Photo-based referring expression data:
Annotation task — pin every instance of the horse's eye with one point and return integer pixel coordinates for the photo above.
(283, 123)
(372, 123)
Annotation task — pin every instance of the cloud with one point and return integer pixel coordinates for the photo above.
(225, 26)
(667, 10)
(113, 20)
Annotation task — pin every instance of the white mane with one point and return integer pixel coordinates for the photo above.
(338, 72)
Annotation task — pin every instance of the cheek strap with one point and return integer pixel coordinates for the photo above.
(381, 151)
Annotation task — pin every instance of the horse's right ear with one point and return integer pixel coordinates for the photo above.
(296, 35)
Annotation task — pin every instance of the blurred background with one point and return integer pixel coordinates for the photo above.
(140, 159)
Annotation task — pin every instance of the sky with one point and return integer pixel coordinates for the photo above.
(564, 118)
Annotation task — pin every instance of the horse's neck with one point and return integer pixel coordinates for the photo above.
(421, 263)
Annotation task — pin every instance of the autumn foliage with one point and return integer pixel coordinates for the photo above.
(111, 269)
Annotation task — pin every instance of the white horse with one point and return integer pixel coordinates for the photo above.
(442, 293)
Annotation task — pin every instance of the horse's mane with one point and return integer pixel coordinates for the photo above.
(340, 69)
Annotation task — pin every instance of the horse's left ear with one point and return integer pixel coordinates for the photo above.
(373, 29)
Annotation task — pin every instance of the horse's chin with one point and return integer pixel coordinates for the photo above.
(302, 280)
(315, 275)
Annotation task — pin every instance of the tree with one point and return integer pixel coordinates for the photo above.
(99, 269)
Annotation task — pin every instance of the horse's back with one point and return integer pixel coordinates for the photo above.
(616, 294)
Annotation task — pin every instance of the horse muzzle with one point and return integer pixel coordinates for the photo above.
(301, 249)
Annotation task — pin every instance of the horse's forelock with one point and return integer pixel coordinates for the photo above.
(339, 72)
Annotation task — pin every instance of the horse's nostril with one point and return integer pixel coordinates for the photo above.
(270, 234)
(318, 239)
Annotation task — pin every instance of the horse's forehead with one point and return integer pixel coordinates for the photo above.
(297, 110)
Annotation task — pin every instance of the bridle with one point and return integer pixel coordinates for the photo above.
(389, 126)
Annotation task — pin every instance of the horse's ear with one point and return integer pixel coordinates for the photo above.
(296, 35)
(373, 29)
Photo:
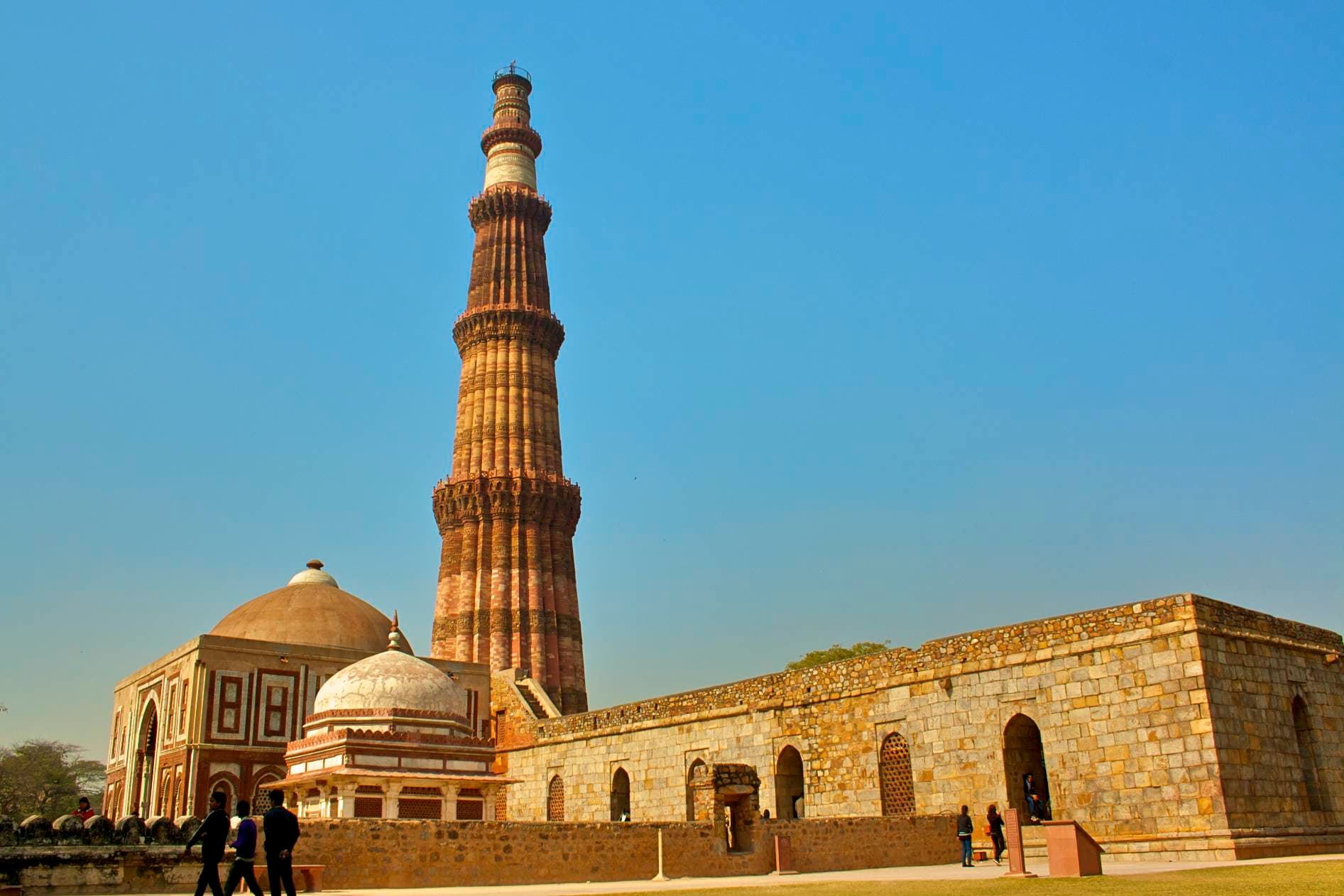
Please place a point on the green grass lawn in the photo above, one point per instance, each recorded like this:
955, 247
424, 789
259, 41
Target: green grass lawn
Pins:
1299, 879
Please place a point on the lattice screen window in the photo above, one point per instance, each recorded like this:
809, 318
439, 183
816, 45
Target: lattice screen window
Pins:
261, 796
895, 777
555, 799
420, 808
368, 807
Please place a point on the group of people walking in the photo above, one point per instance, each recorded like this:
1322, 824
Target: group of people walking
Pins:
281, 831
993, 828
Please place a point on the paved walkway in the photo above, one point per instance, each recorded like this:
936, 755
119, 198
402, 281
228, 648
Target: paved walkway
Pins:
983, 870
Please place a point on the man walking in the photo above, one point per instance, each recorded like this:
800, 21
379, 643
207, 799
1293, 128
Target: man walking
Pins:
281, 831
966, 828
245, 855
212, 834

> **WHAT NEEDS TO BE DONE**
All lines in the records with the string "group" should be copied out.

> **TASK SOLUTION**
Please place a point on the group of people walking in the photo above, one point per instance, each recorded like this:
Target: group of people walking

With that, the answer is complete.